## TEXT SEGMENT

The io.monitors vocabulary implements real-time file and directory change monitoring. Unfortunately at this point in time, it is only supported on Windows, Linux and Mac. Neither one of FreeBSD and OpenBSD exposes the necessary information to user-space.

Here is an example for watching a directory for changes, and logging them:

USE: io.monitors

: watch-loop ( monitor -- )
    dup next-change path>> print flush watch-loop ;

: watch-directory ( path -- )
    [ t [ watch-loop ] with-monitor ] with-monitors ;

Try pasting the above code into a Factor listener window, and then run home watch-directory. Every time a file in your home directory is modified, its full pathname will be printed in the listener.

Java will only begin to support symbolic links and directory monitoring in the upcoming JDK7 release.

Rows from a dataset:
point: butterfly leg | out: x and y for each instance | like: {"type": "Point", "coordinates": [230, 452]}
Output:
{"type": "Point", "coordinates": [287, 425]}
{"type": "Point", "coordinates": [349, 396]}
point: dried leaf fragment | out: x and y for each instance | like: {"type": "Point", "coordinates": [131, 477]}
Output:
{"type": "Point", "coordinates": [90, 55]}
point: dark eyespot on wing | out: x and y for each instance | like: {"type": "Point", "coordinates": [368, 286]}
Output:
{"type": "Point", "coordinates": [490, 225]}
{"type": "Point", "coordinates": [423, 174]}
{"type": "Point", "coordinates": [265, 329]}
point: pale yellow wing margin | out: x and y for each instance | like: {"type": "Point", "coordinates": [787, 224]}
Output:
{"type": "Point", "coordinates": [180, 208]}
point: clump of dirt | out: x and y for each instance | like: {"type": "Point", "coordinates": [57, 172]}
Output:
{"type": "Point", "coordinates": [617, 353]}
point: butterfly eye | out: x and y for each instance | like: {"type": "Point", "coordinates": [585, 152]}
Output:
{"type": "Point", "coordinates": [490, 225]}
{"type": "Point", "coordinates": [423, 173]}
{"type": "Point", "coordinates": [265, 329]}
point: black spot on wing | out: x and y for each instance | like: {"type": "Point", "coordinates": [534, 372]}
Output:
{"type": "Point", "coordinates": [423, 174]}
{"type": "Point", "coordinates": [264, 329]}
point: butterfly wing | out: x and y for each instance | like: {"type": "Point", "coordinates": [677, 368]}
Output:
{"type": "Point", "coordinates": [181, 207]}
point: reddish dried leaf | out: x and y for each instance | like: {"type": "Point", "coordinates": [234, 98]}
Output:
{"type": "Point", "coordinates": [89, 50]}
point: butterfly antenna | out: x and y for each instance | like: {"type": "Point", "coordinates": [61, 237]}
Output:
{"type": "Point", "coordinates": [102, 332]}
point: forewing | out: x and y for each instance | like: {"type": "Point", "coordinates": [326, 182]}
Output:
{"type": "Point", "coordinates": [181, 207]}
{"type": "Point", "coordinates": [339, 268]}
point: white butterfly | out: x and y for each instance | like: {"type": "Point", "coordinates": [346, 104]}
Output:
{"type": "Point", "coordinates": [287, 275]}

## THE REQUEST
Translate this sentence from the io.monitors text into Spanish: "Every time a file in your home directory is modified, its full pathname will be printed in the listener."

## RESULT BELOW
Cada vez que se modifique un archivo de tu directorio personal, su ruta completa se imprimirá en el listener.